- Set exercise -
Please scale the entries from the line containing "# test: pointer drops one pin on the white cream on" through the end of the entries, both ends included. Rewrite every line in that span, comment lines too, multiplying each coordinate value in the Point lines by 0.8 and rounding to whole numbers (halves round up).

- Supplied information -
- - -

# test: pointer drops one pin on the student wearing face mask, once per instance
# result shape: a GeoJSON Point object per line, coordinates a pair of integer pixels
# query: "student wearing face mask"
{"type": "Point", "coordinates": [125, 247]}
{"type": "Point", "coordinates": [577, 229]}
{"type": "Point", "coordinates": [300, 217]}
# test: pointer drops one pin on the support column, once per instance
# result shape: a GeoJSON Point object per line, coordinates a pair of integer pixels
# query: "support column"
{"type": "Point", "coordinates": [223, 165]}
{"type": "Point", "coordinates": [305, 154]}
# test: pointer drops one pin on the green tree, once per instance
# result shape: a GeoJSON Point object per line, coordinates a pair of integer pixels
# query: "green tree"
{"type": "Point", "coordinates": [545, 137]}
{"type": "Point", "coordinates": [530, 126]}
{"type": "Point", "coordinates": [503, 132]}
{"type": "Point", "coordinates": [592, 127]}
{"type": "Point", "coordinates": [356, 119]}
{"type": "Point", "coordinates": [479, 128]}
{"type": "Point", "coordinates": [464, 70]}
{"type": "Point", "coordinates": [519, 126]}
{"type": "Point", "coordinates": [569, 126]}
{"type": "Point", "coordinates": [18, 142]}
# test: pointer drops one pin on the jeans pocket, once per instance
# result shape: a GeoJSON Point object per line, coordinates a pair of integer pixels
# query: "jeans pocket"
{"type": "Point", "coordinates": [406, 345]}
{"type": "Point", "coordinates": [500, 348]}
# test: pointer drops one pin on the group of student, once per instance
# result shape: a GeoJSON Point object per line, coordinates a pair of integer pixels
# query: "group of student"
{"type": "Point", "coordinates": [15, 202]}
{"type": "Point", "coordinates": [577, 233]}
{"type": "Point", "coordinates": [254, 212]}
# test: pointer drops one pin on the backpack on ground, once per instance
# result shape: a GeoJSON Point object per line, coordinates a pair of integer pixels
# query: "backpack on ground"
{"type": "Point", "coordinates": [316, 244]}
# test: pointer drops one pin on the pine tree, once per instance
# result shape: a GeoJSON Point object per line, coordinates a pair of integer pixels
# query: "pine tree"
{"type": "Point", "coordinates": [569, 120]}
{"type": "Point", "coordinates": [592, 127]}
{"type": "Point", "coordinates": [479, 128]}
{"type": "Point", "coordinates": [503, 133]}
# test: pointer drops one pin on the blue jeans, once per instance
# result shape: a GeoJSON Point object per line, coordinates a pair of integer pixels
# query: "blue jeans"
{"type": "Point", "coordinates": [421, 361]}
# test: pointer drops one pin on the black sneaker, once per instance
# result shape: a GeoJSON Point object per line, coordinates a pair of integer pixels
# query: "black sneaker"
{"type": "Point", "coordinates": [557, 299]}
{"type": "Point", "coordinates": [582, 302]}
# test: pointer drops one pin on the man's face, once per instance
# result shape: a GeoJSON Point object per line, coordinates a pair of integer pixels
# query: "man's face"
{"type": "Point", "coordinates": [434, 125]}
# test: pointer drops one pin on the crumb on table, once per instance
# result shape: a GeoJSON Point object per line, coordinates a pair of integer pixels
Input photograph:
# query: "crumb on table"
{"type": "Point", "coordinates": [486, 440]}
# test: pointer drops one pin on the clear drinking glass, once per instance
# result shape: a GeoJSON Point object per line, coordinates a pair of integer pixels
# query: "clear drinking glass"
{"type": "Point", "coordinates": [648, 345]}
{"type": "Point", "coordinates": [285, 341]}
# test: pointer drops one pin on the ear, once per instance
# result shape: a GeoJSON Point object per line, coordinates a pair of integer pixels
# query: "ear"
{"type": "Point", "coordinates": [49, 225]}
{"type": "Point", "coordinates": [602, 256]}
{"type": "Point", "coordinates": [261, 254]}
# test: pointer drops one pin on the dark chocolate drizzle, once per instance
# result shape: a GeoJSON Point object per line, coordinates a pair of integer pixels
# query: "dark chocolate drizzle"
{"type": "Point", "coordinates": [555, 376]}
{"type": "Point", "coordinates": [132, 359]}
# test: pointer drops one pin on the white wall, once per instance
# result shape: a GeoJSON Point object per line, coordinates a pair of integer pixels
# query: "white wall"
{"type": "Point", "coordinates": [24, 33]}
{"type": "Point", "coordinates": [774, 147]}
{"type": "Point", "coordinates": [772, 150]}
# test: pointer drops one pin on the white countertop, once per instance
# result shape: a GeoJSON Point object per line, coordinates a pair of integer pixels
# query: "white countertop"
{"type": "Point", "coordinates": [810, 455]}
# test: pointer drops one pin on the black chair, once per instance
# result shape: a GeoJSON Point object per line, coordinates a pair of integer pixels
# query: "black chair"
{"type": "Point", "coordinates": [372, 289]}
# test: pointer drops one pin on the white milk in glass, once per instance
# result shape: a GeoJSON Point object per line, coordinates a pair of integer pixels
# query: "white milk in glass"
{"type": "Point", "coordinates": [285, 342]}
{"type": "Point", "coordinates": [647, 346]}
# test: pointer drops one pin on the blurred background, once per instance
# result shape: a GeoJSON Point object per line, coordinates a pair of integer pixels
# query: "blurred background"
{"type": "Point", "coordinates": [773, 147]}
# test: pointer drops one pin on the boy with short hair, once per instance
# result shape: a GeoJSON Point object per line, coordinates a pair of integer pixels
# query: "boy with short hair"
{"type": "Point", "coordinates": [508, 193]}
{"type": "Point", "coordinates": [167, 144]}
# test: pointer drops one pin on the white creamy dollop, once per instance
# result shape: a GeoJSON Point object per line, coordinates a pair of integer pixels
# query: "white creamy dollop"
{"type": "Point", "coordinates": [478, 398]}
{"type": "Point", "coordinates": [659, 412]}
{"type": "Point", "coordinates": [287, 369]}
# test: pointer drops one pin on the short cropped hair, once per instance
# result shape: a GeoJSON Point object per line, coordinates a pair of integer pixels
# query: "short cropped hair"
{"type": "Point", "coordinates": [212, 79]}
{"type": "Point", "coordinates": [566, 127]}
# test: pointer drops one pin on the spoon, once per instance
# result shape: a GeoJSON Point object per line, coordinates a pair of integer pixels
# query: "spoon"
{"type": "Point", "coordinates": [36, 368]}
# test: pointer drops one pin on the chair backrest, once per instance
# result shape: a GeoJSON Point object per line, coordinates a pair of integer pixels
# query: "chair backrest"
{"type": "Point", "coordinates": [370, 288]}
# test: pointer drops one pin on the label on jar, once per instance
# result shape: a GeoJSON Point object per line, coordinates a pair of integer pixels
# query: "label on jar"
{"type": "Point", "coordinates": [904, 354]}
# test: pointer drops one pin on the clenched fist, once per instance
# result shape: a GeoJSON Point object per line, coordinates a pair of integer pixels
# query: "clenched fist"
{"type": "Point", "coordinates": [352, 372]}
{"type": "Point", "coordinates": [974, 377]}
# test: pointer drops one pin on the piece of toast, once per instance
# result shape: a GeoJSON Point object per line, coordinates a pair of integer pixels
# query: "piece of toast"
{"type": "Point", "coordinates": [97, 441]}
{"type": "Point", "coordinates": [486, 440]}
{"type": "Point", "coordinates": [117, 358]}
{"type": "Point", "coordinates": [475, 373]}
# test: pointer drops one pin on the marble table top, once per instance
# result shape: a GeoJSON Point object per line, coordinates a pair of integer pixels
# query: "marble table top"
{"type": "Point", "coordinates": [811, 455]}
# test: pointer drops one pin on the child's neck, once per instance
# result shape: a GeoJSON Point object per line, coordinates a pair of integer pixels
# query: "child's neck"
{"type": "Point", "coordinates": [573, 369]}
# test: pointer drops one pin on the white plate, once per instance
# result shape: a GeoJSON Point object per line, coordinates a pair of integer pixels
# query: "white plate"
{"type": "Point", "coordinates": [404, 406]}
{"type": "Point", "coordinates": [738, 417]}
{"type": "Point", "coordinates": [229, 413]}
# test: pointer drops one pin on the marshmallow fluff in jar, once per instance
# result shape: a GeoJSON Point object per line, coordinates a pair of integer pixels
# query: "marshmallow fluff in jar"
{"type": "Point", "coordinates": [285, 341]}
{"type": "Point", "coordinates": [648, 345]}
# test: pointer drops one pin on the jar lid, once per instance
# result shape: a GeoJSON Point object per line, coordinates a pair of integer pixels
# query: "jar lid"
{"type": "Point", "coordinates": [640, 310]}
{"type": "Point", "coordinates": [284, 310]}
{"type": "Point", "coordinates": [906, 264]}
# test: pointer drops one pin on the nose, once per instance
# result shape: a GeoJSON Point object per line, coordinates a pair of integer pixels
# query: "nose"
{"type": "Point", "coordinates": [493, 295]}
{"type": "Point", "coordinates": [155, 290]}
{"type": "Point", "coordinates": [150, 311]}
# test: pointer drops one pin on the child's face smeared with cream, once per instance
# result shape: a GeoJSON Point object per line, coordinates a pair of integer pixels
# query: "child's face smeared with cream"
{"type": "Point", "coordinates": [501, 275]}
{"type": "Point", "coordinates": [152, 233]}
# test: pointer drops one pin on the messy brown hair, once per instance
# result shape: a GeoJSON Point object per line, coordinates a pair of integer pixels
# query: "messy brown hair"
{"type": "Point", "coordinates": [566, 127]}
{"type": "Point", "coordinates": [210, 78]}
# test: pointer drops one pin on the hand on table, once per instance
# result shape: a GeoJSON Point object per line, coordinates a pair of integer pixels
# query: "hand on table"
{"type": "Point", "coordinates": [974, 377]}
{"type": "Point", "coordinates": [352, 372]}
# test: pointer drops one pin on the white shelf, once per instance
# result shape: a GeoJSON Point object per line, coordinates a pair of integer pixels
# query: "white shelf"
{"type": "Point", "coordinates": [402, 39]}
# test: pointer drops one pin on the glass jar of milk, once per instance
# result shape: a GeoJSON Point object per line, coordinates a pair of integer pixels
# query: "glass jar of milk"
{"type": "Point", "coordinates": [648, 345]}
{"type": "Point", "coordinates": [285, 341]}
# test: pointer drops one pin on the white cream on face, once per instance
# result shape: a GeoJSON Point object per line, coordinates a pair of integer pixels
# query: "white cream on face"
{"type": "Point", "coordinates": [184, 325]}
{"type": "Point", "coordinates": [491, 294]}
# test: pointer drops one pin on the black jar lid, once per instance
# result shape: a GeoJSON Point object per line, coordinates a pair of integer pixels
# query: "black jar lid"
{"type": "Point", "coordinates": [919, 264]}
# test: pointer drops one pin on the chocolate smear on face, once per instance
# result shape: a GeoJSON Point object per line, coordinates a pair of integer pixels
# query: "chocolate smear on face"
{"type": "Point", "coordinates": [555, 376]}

- - -

- Correct answer -
# test: pointer drops one pin on the white cream on face, once per instance
# result shape: a GeoJSON Point object per line, coordinates a pair of integer pixels
# query: "white cream on face"
{"type": "Point", "coordinates": [147, 260]}
{"type": "Point", "coordinates": [393, 235]}
# test: pointer drops one pin on the black jar lid, once per instance
# result shape: a GeoJSON Point object per line, coordinates a pair of integer pixels
# query: "black jar lid"
{"type": "Point", "coordinates": [735, 211]}
# test: pointer drops one pin on the chocolate smear on face, once per instance
# result shape: a GeoJSON Point object per line, coordinates a pair of integer pixels
# query: "chocolate smear on face"
{"type": "Point", "coordinates": [444, 301]}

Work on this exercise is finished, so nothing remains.